Document segment.
——

Once a VM starts to generate IO-load, the host starts an unlimited number of threads compared to usual libvirt+kvm. https://forum.proxmox.com/threads/test-luks-softraid-10-f2-slow-vm-performance.34395/ I was able to reporduce this on our live production cluster (14 boxes) without LUKS and with hardware-raid instead! So this bug has nothing todo with softraid at all.
Created attachment 221 [details] Example Video
This bug also affect Proxmox 5.0 beta and 4.4 enterprise (since we are enterprise customer)
could you please post the complete command lines for the vm under proxmox (you can get this with 'qm showcmd ID') and for the vm started with libvirt? without comparing these, we cannot know if the behaviour comes from upstream qemu, or from one of our patches (unlikely, since AFAIK we do not touch the general io code of qemu) also you could test if the commandline from proxmox has the same behaviour when started with upstream qemu?

——

Collected data.
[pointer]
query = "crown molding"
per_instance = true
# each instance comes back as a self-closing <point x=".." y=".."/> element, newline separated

——

Problem statement. Retype the stretch of the Proxmox bug report from "Once a VM starts" through "softraid at all." word for word.

Completed task.
Once a VM starts to generate IO-load, the host starts an unlimited number of threads compared to usual libvirt+kvm. https://forum.proxmox.com/threads/test-luks-softraid-10-f2-slow-vm-performance.34395/ I was able to reporduce this on our live production cluster (14 boxes) without LUKS and with hardware-raid instead! So this bug has nothing todo with softraid at all.